▶ [Work to be completed]: Report back every line below that carries the word "blue".

+++++

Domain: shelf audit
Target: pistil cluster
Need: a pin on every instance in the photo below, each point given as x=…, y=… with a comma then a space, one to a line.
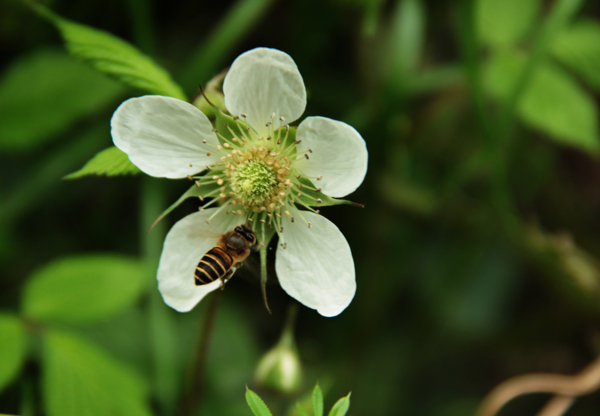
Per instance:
x=256, y=175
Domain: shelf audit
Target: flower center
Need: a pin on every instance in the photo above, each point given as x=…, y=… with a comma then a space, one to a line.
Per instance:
x=253, y=181
x=257, y=178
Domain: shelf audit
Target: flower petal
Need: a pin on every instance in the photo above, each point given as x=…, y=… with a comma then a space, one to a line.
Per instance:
x=187, y=242
x=316, y=267
x=339, y=155
x=261, y=82
x=162, y=136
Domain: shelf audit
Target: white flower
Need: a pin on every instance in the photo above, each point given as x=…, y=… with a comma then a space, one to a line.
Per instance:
x=261, y=169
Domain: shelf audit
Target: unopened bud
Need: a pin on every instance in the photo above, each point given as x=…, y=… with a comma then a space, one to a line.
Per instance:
x=280, y=368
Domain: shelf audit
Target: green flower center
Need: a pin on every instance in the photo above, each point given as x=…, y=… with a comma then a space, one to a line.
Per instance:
x=253, y=181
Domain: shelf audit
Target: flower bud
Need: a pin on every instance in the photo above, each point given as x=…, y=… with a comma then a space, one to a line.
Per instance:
x=280, y=368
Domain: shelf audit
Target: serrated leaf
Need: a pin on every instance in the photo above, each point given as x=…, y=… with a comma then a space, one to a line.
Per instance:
x=44, y=93
x=108, y=162
x=317, y=401
x=258, y=407
x=80, y=379
x=553, y=102
x=340, y=408
x=579, y=49
x=207, y=188
x=502, y=23
x=13, y=348
x=311, y=195
x=113, y=56
x=83, y=289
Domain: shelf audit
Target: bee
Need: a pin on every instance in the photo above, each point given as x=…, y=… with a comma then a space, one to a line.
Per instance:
x=226, y=256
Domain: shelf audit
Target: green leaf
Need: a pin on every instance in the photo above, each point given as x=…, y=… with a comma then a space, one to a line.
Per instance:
x=311, y=195
x=407, y=35
x=228, y=127
x=258, y=407
x=501, y=23
x=301, y=409
x=205, y=189
x=83, y=289
x=579, y=49
x=80, y=379
x=44, y=93
x=13, y=348
x=552, y=103
x=317, y=401
x=109, y=162
x=113, y=56
x=340, y=408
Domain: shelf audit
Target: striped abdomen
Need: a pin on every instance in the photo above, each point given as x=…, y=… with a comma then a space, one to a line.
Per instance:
x=214, y=265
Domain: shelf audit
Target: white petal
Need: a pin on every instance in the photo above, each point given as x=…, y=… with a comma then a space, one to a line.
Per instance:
x=316, y=267
x=264, y=81
x=163, y=136
x=187, y=242
x=339, y=155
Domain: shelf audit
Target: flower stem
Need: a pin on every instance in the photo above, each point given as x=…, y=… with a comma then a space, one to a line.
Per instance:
x=191, y=399
x=263, y=272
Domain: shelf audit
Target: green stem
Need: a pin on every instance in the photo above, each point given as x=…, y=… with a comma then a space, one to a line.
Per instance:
x=263, y=273
x=469, y=45
x=161, y=324
x=190, y=402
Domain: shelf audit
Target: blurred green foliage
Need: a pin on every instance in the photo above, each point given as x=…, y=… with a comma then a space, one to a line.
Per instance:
x=477, y=252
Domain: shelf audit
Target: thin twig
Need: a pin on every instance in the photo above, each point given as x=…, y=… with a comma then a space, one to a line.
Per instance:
x=571, y=386
x=557, y=406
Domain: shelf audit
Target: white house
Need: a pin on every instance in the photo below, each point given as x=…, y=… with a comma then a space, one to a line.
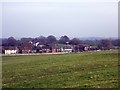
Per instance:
x=10, y=51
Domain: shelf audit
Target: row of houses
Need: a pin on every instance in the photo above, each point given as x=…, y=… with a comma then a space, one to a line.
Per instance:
x=38, y=48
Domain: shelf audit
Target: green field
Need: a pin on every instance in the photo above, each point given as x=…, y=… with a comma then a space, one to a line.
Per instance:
x=83, y=70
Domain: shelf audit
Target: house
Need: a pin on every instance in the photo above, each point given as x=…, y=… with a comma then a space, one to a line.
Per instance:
x=11, y=50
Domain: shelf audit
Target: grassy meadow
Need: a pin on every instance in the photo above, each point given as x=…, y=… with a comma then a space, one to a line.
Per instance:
x=83, y=70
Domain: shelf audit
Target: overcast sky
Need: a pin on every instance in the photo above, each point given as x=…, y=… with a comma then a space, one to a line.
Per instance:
x=71, y=18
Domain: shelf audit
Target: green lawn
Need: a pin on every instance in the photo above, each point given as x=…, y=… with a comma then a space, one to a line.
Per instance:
x=90, y=70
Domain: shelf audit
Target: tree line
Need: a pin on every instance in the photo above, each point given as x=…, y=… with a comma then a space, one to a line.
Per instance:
x=51, y=40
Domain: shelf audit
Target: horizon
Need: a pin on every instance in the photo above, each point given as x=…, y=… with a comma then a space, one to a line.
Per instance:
x=86, y=19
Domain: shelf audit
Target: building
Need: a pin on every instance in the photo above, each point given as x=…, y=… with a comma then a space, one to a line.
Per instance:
x=10, y=51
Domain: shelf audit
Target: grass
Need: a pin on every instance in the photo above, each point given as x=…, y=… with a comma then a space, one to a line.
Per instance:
x=84, y=70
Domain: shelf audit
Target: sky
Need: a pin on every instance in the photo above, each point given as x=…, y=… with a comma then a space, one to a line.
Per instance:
x=88, y=18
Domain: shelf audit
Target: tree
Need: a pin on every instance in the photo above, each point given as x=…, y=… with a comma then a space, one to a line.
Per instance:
x=12, y=41
x=51, y=39
x=105, y=44
x=64, y=39
x=41, y=40
x=75, y=41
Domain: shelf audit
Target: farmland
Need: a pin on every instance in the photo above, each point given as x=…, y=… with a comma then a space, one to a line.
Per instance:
x=82, y=70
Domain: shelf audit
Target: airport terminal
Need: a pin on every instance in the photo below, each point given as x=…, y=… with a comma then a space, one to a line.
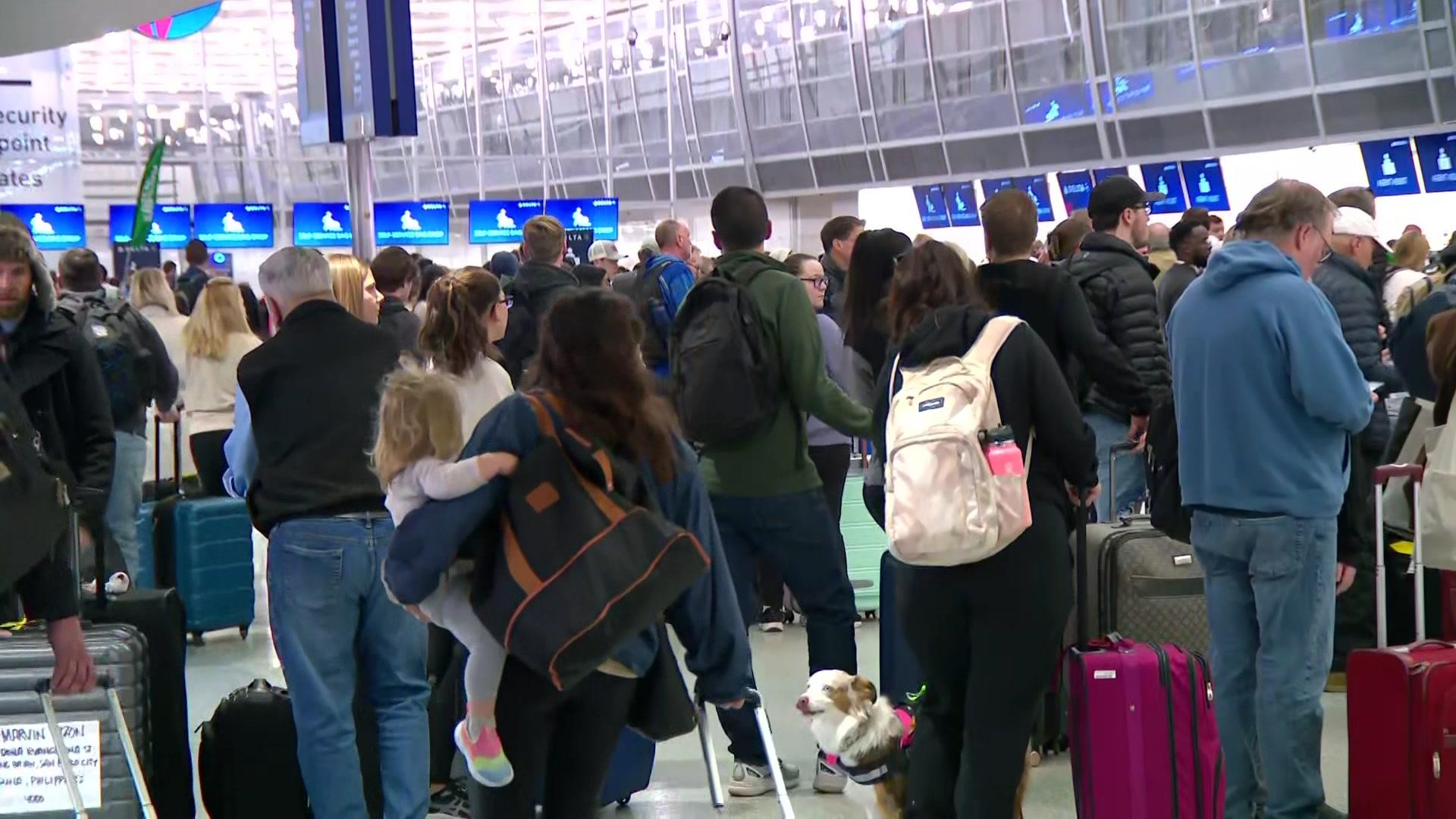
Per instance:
x=410, y=409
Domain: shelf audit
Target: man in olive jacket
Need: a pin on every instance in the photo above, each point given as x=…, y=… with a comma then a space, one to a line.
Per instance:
x=764, y=490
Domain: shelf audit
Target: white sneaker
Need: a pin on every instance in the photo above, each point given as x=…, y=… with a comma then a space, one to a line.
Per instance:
x=758, y=780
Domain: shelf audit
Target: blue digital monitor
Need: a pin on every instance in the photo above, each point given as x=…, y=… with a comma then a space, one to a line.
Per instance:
x=1204, y=180
x=1438, y=155
x=1057, y=104
x=992, y=187
x=599, y=216
x=171, y=224
x=413, y=223
x=960, y=200
x=929, y=200
x=1104, y=174
x=1391, y=168
x=55, y=228
x=1036, y=187
x=322, y=224
x=1164, y=178
x=1076, y=188
x=494, y=222
x=234, y=224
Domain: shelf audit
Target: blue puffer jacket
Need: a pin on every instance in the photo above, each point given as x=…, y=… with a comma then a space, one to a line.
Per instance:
x=705, y=618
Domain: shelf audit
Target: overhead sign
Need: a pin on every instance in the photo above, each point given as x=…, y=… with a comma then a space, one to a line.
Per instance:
x=495, y=222
x=960, y=200
x=234, y=224
x=31, y=777
x=413, y=223
x=929, y=200
x=322, y=224
x=39, y=133
x=171, y=224
x=55, y=228
x=1391, y=167
x=1204, y=178
x=1164, y=178
x=599, y=216
x=1076, y=188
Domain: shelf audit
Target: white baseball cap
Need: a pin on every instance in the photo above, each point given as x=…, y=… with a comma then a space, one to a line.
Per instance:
x=1354, y=222
x=603, y=249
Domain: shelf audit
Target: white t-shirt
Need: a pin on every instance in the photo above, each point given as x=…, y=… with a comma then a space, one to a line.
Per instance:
x=210, y=388
x=485, y=385
x=1395, y=283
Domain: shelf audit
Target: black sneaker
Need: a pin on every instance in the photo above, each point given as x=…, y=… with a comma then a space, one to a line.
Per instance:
x=770, y=620
x=452, y=800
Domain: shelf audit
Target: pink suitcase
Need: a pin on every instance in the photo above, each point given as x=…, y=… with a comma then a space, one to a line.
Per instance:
x=1144, y=739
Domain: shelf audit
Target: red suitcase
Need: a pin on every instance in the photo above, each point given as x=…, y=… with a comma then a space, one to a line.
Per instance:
x=1401, y=704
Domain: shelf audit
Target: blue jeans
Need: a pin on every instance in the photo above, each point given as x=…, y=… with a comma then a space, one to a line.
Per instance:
x=126, y=496
x=334, y=627
x=1131, y=479
x=795, y=534
x=1272, y=614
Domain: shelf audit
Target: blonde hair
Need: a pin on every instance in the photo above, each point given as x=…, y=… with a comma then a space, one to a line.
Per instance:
x=348, y=275
x=218, y=314
x=149, y=286
x=419, y=417
x=1413, y=251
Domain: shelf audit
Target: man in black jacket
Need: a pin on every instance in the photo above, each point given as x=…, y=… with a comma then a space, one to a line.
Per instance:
x=53, y=371
x=1351, y=289
x=152, y=369
x=1049, y=300
x=542, y=279
x=1119, y=286
x=395, y=276
x=303, y=426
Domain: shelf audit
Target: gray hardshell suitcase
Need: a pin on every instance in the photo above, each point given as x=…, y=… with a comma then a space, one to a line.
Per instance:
x=117, y=703
x=1145, y=585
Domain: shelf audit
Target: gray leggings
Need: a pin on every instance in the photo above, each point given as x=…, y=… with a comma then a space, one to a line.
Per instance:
x=449, y=607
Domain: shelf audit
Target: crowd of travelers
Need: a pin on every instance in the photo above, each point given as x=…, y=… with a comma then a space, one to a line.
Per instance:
x=357, y=397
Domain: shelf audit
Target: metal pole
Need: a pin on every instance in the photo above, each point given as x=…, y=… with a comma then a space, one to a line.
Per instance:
x=606, y=98
x=359, y=161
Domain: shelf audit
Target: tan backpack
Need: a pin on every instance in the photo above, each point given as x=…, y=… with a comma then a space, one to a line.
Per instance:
x=943, y=503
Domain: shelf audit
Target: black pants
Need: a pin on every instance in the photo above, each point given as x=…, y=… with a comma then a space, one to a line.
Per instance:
x=558, y=739
x=832, y=463
x=207, y=457
x=987, y=637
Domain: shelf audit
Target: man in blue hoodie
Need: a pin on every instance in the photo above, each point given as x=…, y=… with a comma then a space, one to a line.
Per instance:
x=1269, y=397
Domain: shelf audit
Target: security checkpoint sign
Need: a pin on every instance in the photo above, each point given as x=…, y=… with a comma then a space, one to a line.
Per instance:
x=31, y=777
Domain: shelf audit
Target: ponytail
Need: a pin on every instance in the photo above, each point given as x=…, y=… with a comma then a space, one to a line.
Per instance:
x=455, y=334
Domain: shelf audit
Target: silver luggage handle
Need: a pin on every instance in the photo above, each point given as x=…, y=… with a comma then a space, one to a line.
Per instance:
x=715, y=786
x=127, y=746
x=1382, y=477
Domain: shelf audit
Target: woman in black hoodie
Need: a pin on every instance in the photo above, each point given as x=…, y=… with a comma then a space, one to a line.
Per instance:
x=987, y=634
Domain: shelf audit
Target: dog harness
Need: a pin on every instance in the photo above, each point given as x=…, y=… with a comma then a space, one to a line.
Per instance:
x=897, y=763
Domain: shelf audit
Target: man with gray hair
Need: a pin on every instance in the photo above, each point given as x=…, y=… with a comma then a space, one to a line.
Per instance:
x=1269, y=397
x=305, y=422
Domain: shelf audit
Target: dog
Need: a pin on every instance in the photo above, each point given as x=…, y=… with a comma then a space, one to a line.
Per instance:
x=867, y=738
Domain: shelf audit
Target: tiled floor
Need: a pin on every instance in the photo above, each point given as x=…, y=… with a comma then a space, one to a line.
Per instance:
x=679, y=781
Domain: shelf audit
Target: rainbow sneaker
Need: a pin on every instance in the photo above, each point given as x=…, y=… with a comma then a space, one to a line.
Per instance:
x=484, y=755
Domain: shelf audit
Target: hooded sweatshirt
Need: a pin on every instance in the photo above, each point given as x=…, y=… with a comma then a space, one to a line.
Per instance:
x=1267, y=390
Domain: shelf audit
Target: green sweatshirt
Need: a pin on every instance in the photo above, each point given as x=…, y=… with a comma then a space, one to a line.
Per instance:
x=775, y=461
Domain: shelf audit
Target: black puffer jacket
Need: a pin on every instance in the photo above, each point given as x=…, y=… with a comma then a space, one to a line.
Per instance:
x=1119, y=286
x=1353, y=293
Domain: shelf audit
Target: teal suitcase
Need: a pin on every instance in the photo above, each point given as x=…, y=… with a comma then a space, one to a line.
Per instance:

+++++

▶ [Answer to this problem]:
Target: blue digital monitor
Target: blue puffer jacket
Target: blue jeans
Target: man in blue hoodie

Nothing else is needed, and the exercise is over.